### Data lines
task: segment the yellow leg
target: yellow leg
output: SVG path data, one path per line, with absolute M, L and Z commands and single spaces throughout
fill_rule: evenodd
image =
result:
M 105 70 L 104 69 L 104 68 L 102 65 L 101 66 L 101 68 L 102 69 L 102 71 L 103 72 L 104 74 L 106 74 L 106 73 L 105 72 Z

### WORK TO BE COMPLETED
Render every line of the items above as a Markdown table with two columns, No. and Text. Number the rows in order and leave out blank lines.

### ANSWER FOR THIS EXERCISE
| No. | Text |
|---|---|
| 1 | task: segment the yellow leg |
| 2 | target: yellow leg |
| 3 | output: SVG path data, one path per line, with absolute M, L and Z commands and single spaces throughout |
| 4 | fill_rule: evenodd |
| 5 | image = |
| 6 | result: |
| 7 | M 105 70 L 104 69 L 104 68 L 102 65 L 101 66 L 101 68 L 102 69 L 102 71 L 103 72 L 104 74 L 106 74 L 106 73 L 105 72 Z |